• The problem
Quote every line as given.

• Given information
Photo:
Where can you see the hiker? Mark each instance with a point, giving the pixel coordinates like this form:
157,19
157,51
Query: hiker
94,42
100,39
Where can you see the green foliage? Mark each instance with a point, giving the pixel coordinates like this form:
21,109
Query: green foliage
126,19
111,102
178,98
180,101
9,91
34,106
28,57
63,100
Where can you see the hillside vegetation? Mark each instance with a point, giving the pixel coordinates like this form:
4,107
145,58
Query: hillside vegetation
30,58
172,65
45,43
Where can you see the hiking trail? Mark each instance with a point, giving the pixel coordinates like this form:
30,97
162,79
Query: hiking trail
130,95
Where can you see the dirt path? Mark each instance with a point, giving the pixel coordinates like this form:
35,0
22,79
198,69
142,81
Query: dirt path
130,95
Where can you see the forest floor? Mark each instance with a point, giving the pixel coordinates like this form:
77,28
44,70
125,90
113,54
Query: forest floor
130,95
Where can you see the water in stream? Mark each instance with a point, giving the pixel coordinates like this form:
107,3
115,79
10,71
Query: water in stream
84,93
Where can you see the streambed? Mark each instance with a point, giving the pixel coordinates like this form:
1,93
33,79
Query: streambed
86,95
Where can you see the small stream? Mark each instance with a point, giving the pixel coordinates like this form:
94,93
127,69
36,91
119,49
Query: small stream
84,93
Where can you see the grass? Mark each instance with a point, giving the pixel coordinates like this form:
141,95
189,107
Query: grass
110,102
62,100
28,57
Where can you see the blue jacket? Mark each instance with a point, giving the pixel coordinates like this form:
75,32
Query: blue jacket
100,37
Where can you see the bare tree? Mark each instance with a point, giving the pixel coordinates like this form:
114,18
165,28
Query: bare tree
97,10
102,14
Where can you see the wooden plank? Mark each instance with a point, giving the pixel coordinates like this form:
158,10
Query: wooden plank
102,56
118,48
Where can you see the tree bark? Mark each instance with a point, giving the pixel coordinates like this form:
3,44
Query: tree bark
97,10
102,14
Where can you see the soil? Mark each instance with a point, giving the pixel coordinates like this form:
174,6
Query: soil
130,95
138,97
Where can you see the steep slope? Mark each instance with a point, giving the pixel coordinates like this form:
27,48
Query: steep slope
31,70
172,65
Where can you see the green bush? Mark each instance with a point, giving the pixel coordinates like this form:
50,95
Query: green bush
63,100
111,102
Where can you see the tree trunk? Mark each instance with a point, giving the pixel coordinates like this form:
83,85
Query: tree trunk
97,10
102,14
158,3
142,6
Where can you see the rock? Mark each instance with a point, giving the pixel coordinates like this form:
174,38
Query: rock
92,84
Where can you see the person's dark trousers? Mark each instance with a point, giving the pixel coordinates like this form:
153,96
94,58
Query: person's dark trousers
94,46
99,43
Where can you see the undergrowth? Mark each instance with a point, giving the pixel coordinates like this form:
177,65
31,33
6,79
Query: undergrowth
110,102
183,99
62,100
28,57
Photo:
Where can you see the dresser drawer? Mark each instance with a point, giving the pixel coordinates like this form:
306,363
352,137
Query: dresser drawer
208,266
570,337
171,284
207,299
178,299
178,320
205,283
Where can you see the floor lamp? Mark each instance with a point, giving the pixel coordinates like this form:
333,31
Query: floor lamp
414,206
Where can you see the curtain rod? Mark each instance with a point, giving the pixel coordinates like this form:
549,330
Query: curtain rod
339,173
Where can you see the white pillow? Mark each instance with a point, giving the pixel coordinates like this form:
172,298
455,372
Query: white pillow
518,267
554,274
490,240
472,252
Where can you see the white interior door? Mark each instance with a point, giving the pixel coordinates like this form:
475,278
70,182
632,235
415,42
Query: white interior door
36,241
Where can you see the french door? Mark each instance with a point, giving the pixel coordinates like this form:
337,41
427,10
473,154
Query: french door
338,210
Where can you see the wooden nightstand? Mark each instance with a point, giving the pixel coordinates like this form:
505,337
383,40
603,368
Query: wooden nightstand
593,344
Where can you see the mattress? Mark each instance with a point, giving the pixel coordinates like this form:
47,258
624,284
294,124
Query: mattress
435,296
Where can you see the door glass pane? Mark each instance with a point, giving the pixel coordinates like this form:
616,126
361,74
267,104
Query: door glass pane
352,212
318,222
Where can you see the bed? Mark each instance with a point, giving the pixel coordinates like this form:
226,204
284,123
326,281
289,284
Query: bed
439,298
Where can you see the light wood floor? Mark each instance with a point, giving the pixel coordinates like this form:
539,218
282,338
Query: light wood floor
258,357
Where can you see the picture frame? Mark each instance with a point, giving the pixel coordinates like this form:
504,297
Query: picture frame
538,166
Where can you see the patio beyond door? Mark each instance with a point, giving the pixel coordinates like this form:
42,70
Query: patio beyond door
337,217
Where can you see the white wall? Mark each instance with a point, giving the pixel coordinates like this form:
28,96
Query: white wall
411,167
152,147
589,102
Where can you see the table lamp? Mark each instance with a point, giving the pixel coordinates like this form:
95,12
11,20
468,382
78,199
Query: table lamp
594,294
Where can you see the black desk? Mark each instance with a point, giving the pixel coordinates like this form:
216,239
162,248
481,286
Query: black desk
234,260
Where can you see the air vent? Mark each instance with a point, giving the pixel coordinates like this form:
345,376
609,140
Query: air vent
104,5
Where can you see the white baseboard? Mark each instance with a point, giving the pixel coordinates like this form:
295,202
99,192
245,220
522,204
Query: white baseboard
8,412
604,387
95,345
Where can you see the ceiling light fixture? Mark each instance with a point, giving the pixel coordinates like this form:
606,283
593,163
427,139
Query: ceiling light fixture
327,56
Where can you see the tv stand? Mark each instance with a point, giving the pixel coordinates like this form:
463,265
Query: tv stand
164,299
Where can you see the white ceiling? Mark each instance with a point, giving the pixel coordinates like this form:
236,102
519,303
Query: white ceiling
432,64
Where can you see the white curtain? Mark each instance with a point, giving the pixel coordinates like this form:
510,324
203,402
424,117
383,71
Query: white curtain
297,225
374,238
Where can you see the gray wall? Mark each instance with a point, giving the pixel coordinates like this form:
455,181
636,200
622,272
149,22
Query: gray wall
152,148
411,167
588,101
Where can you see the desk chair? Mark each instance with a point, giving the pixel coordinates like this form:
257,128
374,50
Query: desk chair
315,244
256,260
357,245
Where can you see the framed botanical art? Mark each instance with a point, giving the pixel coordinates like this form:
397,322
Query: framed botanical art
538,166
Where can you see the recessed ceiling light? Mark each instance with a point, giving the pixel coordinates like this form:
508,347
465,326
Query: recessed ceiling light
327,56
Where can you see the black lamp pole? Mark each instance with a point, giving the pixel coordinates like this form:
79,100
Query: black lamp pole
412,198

• Exercise answer
Photo:
Where can you see the hiker? Mark each instance with a point, giving the pixel coordinates like this form:
157,19
157,51
Query: hiker
94,42
100,39
Where can you see the green foliage? Mark each instance with a point, giving the pixel coordinates like this form:
21,109
Query: green foliage
126,19
111,102
178,98
180,101
9,91
34,106
28,57
63,100
Where can you see the hillside vegetation? Mark each instance with a point, giving the pixel coordinates like this form:
4,107
145,58
Query: hillside vegetation
30,58
172,65
45,43
Where can you see the hiking trail? Mark each instance with a point, giving the pixel coordinates like this form:
30,97
162,79
Query: hiking trail
130,95
Where can you see the dirt path? Mark each instance with a point, giving the pixel coordinates like this form:
35,0
22,79
198,69
142,81
Query: dirt path
130,95
Where can you see the forest floor? Mark each instance with a point, giving the pixel coordinates like this form:
77,28
44,70
125,90
113,54
Query: forest floor
130,95
Where can you see the water in stream? Mark each instance with a point, giving the pixel coordinates like this form:
107,3
115,79
10,71
Query: water in stream
84,93
Where can you see the streambed? Mark each instance with a point, giving the pixel coordinates like this form:
1,93
33,79
Query: streambed
86,95
Where can you see the small stream? Mark each instance with a point, giving the pixel coordinates like this form:
94,93
127,69
36,91
119,49
Query: small stream
84,93
Where can you see the grass? Mark each instance with a point, giving the pixel coordinates like this form:
141,95
189,107
Query: grass
110,102
62,100
28,57
Where can you see the blue jacket? Mark each instance with a point, giving the pixel coordinates like this form:
75,32
Query: blue jacket
100,37
Where can you see the bare tree? Mark each instance with a point, giving the pixel coordinates like this form:
114,18
165,28
Query: bare tree
97,10
102,14
Where can you see the wooden plank? Mark each instance with a point, giving the pixel coordinates like this form:
158,10
Query: wooden plank
102,56
118,48
Where can you see the tree bark? Mark each instance with a point, giving the pixel coordinates like this form:
3,44
Query: tree bark
97,10
102,14
Where can you see the soil? Mark each instance with a point, giving the pixel coordinates like this form:
174,6
Query: soil
130,95
138,97
Where can you see the steep slope? Mark each instance with a point, giving the pixel coordinates like this form:
27,48
Query: steep slope
31,70
172,65
Where can you see the green bush? Mark each instance with a point, giving the pixel coordinates like this form:
50,95
Query: green bush
63,100
111,102
Where can you see the tree trunk? Mark each instance with a point, giving the pixel coordinates like this form:
83,85
Query: tree trunk
97,10
102,14
158,3
142,6
Where can you see the rock? Mark each instance with a point, giving the pixel coordinates like this form:
174,38
Query: rock
92,84
Where can you see the person's dark trousers? Mark each instance with a point, giving the pixel coordinates like this form:
153,96
94,58
Query: person's dark trousers
94,46
99,43
Where can you see the undergrowth? Mark each instance with a point, giving the pixel coordinates like this form:
177,65
31,33
6,79
Query: undergrowth
110,102
183,99
62,100
28,57
Photo:
Where can you see the dresser drawer? Mark each instance with a point, giving the pixel coordinates like this form:
306,363
352,137
Query: dresser drawer
208,266
570,337
171,284
207,299
178,299
178,320
205,283
Where can you see the floor lamp? Mark each instance with a point, giving the pixel coordinates like this form:
333,31
Query: floor lamp
414,206
Where can you see the curtain rod? Mark each instance with a point, giving the pixel coordinates like this form:
549,330
Query: curtain rod
339,173
Where can you see the white pillow? Mark each instance with a point, giving the pixel coordinates like this form:
172,298
455,372
Query: white pillow
518,267
554,274
490,240
472,252
Where can you see the white interior door? Mark each instance with a point, giving the pixel coordinates like this form:
475,278
70,182
632,235
415,42
Query: white interior door
36,241
Where can you see the french door? Mark each instance with a point, giving the pixel coordinates like this form:
337,41
427,10
473,154
Query: french door
338,210
Where can you see the wooden nightstand? Mark each instance with a point, giving the pixel coordinates like this form:
505,337
383,40
603,368
Query: wooden nightstand
593,344
Where can you see the mattress? Mark each instance with a point, giving the pixel coordinates like this form:
47,258
624,284
294,124
Query: mattress
435,296
Where can you see the door glass pane? Mark each instance with a point, giving the pixel coordinates like this form:
616,126
361,74
267,104
Query: door glass pane
352,212
318,222
Where can you see the bed? Mark each instance with a point, giving the pixel coordinates like this form:
226,204
284,123
326,281
289,284
Query: bed
439,298
Where can you see the light wood floor? Mark each instance with a point, giving the pixel coordinates like this form:
539,218
282,338
Query: light wood floor
258,357
Where can you see the picture frame? Mark each instance with a point, giving the pixel coordinates like this form:
504,297
Query: picture frame
538,166
Where can you see the patio beyond door? Mark each instance with a point, giving the pixel coordinates like this form:
42,70
Query: patio beyond door
337,217
Where can you see the white wall? Mark each instance with a point, giving the pixel coordinates like this form:
28,96
Query: white wall
411,167
152,147
589,102
Where can you see the table lamp? Mark each instance with a point, giving the pixel coordinates like this form:
95,12
11,20
468,382
78,199
Query: table lamp
594,294
Where can you see the black desk? Mark each instance with a point, giving the pixel coordinates like this form:
216,239
162,248
481,286
Query: black desk
234,260
Where can you see the air vent? Mark each instance with a point, giving the pixel coordinates like this form:
345,376
609,140
Query: air vent
104,5
Where can you see the white baseboard? Mark each instance with a point, giving the pixel coordinates like this form:
295,202
99,192
245,220
522,204
Query: white baseboard
8,412
604,387
95,345
Where can you see the ceiling light fixture? Mark each instance with a point, giving the pixel coordinates like this form:
606,283
593,163
427,139
Query: ceiling light fixture
327,56
Where can you see the tv stand? Mark each instance with a point, giving the pixel coordinates like this form:
463,265
Query: tv stand
164,299
Where can you see the white ceiling? Mark each instance with a point, giving the pixel coordinates like this form:
236,102
519,303
Query: white ceiling
432,64
Where can you see the white curtain? Mark each instance with a point, giving the pixel coordinates like this form:
510,324
203,402
424,117
383,71
Query: white curtain
297,225
374,238
Where can you see the gray wall? Mark each instance with a point, giving the pixel coordinates like this form:
455,181
636,200
622,272
149,22
Query: gray wall
152,148
411,167
588,101
Where can you see the desk chair? Mark each instance with a point, giving the pixel coordinates like this form:
257,128
374,50
Query: desk chair
315,244
256,260
357,245
Where can you see the framed botanical art? Mark each instance with a point, giving the pixel coordinates like this form:
397,322
Query: framed botanical art
538,166
Where can you see the recessed ceiling light? Mark each instance with a point, giving the pixel coordinates like this form:
508,347
465,326
Query: recessed ceiling light
327,56
Where can you see the black lamp pole? Mark each instance with a point, giving the pixel coordinates like this form:
79,100
Query: black lamp pole
412,198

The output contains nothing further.